(Point annotation records)
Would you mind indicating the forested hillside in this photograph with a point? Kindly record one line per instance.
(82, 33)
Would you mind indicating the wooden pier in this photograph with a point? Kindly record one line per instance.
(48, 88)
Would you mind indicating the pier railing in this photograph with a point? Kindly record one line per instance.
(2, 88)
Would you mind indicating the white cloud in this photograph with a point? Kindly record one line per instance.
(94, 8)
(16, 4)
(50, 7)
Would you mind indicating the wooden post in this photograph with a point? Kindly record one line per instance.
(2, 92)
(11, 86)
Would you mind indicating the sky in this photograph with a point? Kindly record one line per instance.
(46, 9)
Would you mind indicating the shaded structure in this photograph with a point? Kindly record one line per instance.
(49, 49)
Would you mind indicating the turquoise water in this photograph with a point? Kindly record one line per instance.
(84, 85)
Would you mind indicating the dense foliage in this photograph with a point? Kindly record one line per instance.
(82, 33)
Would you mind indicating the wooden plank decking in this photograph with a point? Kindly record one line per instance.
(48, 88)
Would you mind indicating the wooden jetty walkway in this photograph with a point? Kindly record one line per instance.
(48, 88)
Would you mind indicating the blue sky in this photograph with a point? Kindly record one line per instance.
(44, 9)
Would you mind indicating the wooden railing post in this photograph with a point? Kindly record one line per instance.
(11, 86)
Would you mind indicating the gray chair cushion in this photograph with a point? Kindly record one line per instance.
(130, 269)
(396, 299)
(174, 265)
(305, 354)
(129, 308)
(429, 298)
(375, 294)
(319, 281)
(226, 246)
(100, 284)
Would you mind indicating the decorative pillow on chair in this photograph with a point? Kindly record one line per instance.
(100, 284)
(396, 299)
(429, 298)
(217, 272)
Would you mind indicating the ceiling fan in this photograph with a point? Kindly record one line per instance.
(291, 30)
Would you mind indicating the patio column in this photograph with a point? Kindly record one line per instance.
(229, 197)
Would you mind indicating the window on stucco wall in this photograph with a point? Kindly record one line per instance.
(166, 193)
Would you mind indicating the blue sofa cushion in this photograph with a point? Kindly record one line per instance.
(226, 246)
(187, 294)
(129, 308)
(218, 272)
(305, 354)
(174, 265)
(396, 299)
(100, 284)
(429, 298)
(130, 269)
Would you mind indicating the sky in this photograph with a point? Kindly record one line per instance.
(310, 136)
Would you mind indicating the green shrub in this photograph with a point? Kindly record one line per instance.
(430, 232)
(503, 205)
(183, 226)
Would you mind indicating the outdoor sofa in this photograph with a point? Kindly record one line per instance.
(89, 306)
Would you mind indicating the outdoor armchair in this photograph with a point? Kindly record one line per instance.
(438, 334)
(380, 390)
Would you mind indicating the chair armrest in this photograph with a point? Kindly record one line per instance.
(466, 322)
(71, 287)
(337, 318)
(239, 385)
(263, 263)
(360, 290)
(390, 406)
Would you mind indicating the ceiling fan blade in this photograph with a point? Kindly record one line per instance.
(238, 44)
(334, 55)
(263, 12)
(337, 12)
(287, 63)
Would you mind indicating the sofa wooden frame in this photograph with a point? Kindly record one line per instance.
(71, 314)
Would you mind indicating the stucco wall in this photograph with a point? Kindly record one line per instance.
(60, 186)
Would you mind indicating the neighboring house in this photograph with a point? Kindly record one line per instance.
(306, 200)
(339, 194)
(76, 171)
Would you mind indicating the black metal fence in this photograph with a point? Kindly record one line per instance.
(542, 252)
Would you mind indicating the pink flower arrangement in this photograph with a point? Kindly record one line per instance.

__GIVEN EXERCISE__
Please present every line of the records above as a numbered list, omitting blank lines.

__TASK ANSWER__
1. Would you mind indicating the forested hillside in this photograph with a point? Kindly record one line per instance.
2. (82, 33)
3. Would you mind indicating the wooden pier in this photograph with a point? Kindly record one line per instance.
4. (48, 88)
5. Would you mind indicating the pier railing in this photograph with a point? Kindly record one line per instance.
6. (2, 88)
7. Would you mind indicating the white cloud in this photograph with a point? Kindly record one line per instance.
8. (94, 8)
9. (16, 4)
10. (50, 7)
11. Would you mind indicating the wooden post in this photograph with a point? Kindly record one line per instance.
12. (2, 92)
13. (11, 86)
14. Would you mind indicating the sky in this photograph with a point? Kindly record one line per instance.
15. (46, 9)
16. Would you mind indicating the shaded structure in this photograph with a point? Kindly record one line per instance.
17. (49, 49)
18. Would you mind indicating the turquoise water in this photograph with a point? Kindly record one line per instance.
19. (84, 85)
20. Would you mind indicating the dense foliage in this photograph with a point? Kindly record one line per instance.
21. (82, 33)
22. Would you mind indicating the wooden plank decking in this photograph with a point? Kindly record one line per instance.
23. (48, 88)
24. Would you mind indicating the wooden jetty walkway in this photograph with a point? Kindly record one line per instance.
25. (48, 88)
26. Would you mind indicating the blue sky in this photograph with a point? Kindly record one line per instance.
27. (44, 9)
28. Would you mind indicating the wooden railing post in this photograph with a point? Kindly record one line per instance.
29. (11, 86)
30. Would you mind indicating the gray chair cushion in this photograph with a point? Kindly record one line per instance.
31. (130, 269)
32. (396, 299)
33. (174, 265)
34. (305, 354)
35. (129, 308)
36. (429, 298)
37. (375, 294)
38. (319, 281)
39. (226, 246)
40. (100, 284)
41. Would you mind indicating the decorative pillow on chair in this photograph with a point? Kindly record one line per instance.
42. (100, 284)
43. (396, 299)
44. (429, 298)
45. (217, 272)
46. Would you mind indicating the ceiling fan in this photograph with a point? Kindly record one line per instance.
47. (291, 30)
48. Would you mind indicating the patio column in this photograph with a point? Kindly record one line per instance.
49. (229, 197)
50. Would you mind indicating the window on stucco wall in this photograph with a point? Kindly record one line per instance.
51. (166, 193)
52. Would you mind indicating the blue sofa cushion in this photograph with a point? Kindly record one line per instance.
53. (226, 246)
54. (187, 294)
55. (129, 308)
56. (218, 272)
57. (305, 354)
58. (174, 265)
59. (396, 299)
60. (100, 284)
61. (429, 298)
62. (130, 269)
63. Would you mind indicating the sky in this photograph with a point? Kindly record one line per instance.
64. (310, 136)
65. Would you mind indicating the green shrub in this photograph with a point? Kindly record one line per instance.
66. (430, 232)
67. (503, 205)
68. (183, 226)
69. Would you mind indicating the outdoor sofa in this photograph with a point? Kindly record one line per instance.
70. (89, 306)
71. Would you mind indicating the outdoor armchair in this photograph with a point? Kindly record one line per instance.
72. (438, 334)
73. (380, 390)
74. Would you mind indicating the chair armrest in this photograph with a point? Kindly record one line per instance.
75. (466, 322)
76. (71, 287)
77. (337, 318)
78. (239, 385)
79. (263, 263)
80. (360, 290)
81. (390, 406)
82. Would you mind indicating the ceiling fan blade in this photograph with a point? Kindly record one line per instance.
83. (238, 44)
84. (334, 55)
85. (263, 12)
86. (337, 12)
87. (287, 63)
88. Would you mind indicating the sofa wooden frame in this photograph with a point? Kindly record one line per instance.
89. (71, 314)
90. Would you mind indicating the stucco wall in this photograph with a point? Kindly record one line per instance.
91. (60, 186)
92. Would you mind indicating the neighboring house in this photograph with a point? Kindly record one line per instance.
93. (306, 200)
94. (339, 194)
95. (76, 171)
96. Would you mind indicating the black metal fence in this photograph with a point? Kindly record one line per instance.
97. (542, 252)
98. Would you mind indicating the pink flower arrangement in this photograph with a point? Kindly record one line per instance.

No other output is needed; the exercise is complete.